| WORK ORDER |
Print the entries in full, word for word, but not the pictures.

(Stored data entries)
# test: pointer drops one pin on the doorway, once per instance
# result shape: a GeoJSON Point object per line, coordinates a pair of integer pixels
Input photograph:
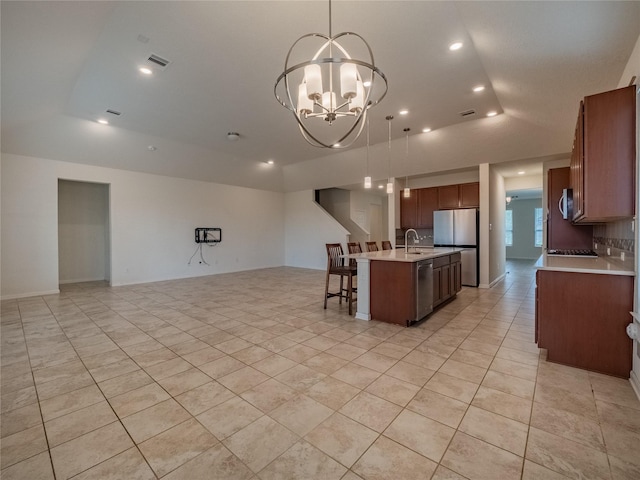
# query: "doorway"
{"type": "Point", "coordinates": [84, 247]}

| ANSWER TO THE EXERCISE |
# test: pointer drops one pin on the doorway, once per instance
# result shape: a GeoJSON Point object per line, coordinates a pair of integer pixels
Input photograph:
# query: "doorway"
{"type": "Point", "coordinates": [84, 247]}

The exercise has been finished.